* [GIVEN TASK] Return every line of the listing below that contains the string "firefighter", matching case exactly.

Raw records
## Begin

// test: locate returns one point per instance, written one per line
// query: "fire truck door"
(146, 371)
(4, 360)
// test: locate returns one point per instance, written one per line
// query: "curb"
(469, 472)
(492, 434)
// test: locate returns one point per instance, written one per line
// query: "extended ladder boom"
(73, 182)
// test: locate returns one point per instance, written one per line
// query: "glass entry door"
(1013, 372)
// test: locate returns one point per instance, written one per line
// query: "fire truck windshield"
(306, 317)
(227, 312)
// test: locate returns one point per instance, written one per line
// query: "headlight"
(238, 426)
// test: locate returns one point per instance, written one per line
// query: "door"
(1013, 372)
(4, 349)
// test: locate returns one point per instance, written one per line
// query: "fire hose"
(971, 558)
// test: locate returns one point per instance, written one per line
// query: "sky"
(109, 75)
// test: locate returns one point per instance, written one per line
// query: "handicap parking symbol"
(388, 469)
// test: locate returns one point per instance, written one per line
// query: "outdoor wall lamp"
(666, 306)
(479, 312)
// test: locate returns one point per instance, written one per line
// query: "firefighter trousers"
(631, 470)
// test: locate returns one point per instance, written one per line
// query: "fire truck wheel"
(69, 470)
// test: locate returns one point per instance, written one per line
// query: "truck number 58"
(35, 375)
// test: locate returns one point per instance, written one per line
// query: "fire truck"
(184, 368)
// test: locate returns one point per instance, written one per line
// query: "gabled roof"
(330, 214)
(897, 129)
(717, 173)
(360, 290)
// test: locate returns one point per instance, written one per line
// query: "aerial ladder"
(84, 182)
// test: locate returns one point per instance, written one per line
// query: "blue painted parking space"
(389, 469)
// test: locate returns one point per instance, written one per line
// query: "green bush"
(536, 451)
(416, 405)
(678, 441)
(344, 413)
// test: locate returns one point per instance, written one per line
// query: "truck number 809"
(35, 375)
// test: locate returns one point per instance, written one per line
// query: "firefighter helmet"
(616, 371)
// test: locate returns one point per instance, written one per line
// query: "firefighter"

## End

* [WRITTEN SOLUTION]
// query: "firefighter trousers"
// query: "firefighter helmet"
// query: "firefighter"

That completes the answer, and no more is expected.